Challenge: Render the lines from the one containing "Segment the **shrub**" through the one containing "239 130 L 230", both included, as a Markdown table with columns No. and Line, omitting any blank lines.

=== Information shown ===

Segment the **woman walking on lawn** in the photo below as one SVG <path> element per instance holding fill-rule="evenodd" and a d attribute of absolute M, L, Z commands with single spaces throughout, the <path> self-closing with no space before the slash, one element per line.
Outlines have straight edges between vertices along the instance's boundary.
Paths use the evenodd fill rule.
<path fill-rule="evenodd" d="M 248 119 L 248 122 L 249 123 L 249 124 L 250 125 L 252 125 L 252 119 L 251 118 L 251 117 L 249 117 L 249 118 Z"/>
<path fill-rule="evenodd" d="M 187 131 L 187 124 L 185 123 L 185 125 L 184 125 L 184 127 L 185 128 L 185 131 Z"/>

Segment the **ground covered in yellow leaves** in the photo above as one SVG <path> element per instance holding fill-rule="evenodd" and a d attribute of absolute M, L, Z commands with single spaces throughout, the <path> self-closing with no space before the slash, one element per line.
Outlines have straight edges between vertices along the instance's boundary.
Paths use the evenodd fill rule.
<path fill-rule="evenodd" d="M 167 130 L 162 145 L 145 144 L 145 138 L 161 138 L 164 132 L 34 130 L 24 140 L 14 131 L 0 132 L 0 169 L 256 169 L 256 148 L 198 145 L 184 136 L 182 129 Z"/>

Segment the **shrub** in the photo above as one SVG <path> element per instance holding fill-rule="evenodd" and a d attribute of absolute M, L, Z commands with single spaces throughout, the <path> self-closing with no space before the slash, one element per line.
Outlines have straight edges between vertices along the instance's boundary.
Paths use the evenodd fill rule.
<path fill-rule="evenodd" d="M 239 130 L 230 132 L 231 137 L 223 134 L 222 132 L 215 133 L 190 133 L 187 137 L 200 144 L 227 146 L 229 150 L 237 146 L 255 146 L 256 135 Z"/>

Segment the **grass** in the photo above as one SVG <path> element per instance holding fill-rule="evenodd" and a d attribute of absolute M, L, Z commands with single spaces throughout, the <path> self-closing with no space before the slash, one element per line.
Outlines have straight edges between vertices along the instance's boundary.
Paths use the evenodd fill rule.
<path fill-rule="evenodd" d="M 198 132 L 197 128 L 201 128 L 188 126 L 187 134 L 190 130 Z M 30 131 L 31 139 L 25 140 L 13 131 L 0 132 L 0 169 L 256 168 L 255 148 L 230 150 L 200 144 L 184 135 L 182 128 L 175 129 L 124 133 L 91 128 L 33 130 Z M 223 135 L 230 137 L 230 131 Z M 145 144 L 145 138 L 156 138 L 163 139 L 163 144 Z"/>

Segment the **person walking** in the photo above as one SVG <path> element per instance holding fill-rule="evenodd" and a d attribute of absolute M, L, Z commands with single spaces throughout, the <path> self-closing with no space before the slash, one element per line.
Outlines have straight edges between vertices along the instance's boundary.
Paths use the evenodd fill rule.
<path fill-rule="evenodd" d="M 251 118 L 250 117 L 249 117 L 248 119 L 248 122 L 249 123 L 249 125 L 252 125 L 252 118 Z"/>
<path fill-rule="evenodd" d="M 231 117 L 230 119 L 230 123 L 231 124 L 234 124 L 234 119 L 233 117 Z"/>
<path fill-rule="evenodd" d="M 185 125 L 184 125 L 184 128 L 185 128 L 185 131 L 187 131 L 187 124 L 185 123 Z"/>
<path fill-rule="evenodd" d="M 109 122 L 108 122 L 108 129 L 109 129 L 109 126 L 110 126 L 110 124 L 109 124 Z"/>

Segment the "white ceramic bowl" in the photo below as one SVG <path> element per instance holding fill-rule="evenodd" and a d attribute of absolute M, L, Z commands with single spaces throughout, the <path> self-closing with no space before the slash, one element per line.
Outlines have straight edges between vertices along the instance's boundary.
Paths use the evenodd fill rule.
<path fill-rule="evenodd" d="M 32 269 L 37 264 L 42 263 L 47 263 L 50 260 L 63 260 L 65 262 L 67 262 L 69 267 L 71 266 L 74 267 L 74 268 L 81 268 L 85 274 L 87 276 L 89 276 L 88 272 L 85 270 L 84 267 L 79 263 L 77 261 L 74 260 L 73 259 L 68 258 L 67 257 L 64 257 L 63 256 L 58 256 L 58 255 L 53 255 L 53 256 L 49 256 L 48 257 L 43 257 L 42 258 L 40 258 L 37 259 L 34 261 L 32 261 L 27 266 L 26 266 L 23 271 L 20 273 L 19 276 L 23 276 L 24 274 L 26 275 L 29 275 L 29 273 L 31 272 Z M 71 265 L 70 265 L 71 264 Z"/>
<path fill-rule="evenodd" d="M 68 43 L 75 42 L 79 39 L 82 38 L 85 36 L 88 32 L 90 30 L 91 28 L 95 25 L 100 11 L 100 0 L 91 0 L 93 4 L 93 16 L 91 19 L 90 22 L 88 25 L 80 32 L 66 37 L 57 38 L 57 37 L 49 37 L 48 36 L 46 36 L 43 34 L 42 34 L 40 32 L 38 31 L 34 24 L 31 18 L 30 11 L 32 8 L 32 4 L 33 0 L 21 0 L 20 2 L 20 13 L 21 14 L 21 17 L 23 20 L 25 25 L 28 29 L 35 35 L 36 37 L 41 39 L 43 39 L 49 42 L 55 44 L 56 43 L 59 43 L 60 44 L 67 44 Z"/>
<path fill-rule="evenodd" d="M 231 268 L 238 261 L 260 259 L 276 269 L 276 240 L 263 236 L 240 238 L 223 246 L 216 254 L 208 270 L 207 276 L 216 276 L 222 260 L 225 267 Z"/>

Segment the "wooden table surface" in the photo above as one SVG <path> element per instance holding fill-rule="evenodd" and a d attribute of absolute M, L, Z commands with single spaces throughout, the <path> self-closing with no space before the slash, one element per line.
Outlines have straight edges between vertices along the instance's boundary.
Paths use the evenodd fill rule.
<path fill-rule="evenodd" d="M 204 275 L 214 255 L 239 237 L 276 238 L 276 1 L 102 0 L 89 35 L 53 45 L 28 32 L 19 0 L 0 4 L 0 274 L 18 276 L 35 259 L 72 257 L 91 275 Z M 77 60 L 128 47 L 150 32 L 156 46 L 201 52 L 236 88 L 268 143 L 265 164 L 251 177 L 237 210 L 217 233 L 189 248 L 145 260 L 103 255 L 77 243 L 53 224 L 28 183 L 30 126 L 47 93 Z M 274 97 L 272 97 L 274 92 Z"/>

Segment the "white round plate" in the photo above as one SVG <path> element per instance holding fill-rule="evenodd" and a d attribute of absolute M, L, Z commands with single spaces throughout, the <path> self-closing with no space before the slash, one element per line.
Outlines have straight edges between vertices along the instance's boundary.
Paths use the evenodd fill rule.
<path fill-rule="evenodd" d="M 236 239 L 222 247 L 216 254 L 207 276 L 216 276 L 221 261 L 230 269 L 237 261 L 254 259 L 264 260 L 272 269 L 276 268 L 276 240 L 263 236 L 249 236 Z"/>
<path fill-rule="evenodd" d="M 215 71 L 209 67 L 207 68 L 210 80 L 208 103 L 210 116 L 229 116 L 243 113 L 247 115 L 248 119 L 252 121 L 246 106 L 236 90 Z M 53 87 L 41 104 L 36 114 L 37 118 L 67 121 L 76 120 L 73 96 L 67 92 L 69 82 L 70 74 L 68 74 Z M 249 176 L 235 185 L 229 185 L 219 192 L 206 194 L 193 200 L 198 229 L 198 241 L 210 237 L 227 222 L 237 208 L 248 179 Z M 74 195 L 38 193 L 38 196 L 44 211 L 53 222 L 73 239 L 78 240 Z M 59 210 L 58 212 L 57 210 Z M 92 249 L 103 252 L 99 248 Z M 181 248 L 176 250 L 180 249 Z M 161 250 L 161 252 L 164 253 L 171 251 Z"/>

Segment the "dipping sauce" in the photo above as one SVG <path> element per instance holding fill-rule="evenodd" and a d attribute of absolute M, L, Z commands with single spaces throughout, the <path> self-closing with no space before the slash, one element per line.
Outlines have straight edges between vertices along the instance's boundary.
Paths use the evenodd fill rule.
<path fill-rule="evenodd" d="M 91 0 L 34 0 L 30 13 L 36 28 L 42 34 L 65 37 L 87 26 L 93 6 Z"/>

===

Written reply:
| No. | Line |
|---|---|
| 1 | Segment the **shrub** in the photo above as one SVG <path> element per instance holding fill-rule="evenodd" and a d attribute of absolute M, L, Z commands with single spaces throughout, the <path> self-closing with no space before the slash, one element per line. |
| 2 | Outlines have straight edges between vertices along the instance's boundary. |
| 3 | Paths use the evenodd fill rule. |
| 4 | <path fill-rule="evenodd" d="M 239 130 L 230 132 L 231 137 L 223 134 L 222 132 L 215 133 L 190 133 L 187 137 L 200 144 L 227 146 L 229 150 L 237 146 L 255 146 L 256 135 Z"/> |